→ WORK TO COMPLETE
Quote everything in the records below, starting at the line that contains "of the shoulder" and continuing through the end of the records.

[Records from a data collection]
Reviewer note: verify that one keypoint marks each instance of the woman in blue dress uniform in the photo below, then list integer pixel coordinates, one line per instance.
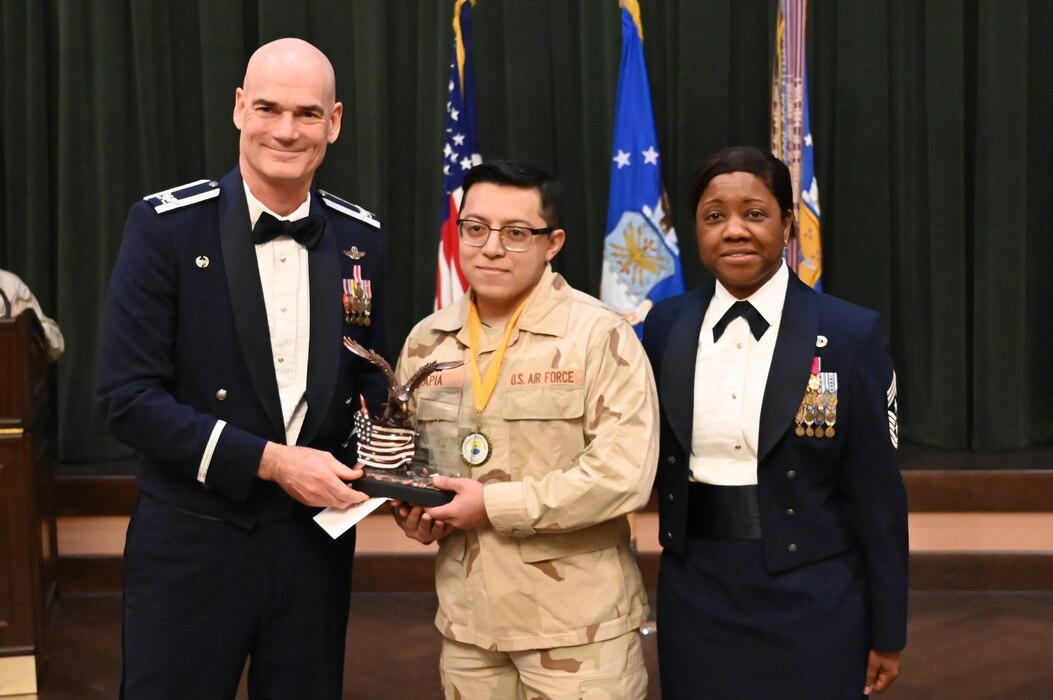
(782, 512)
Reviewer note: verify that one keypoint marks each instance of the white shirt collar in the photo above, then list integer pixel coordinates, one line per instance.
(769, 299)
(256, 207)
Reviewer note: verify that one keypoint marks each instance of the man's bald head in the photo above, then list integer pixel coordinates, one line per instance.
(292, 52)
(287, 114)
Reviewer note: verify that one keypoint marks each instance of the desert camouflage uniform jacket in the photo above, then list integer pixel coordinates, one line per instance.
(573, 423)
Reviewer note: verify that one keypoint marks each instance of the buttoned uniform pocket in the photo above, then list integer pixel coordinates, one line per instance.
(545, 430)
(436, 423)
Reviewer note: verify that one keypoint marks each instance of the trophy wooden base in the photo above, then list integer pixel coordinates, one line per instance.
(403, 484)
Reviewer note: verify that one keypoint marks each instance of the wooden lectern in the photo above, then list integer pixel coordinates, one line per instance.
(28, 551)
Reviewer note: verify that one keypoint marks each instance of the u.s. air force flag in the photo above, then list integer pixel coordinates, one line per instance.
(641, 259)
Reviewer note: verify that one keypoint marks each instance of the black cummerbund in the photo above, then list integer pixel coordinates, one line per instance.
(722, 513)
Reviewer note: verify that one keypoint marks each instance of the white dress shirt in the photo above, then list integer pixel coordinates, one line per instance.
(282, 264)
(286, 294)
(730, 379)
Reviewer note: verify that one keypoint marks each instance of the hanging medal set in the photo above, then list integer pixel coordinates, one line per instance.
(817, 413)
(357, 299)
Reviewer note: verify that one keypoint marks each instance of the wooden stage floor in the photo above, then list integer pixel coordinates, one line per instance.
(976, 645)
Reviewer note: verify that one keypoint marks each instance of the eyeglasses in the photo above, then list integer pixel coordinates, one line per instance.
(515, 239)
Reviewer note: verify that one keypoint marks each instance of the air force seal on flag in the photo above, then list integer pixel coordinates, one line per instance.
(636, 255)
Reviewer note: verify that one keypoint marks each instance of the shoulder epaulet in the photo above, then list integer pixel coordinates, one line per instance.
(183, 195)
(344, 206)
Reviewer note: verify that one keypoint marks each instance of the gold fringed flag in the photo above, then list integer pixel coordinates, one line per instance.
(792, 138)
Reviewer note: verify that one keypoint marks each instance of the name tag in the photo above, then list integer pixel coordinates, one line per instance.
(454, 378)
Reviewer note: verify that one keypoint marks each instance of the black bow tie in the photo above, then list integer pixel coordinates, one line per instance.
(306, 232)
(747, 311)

→ OUTPUT OF THE EXERCISE
Reviewer note: verify that one keypoint marks each instance of the shoulder epaulet in the photo above, then list integer pixel coordinates, one line per instance.
(183, 195)
(344, 206)
Reviewer note: verify that one keypoint marks each instance of the gold fringed flag in the photo above, then list integer pixel coordinates, one line per instance.
(792, 138)
Reviewer note: verify that one keypoint marks each instance of the name tag in the photo above, then list integer pixel coordinates, one line per instance.
(454, 378)
Reviewer note: verify that one keypoint marks each instance of the black bow tie in the photo above, then list integer pixel coordinates, one line per instance.
(306, 232)
(747, 311)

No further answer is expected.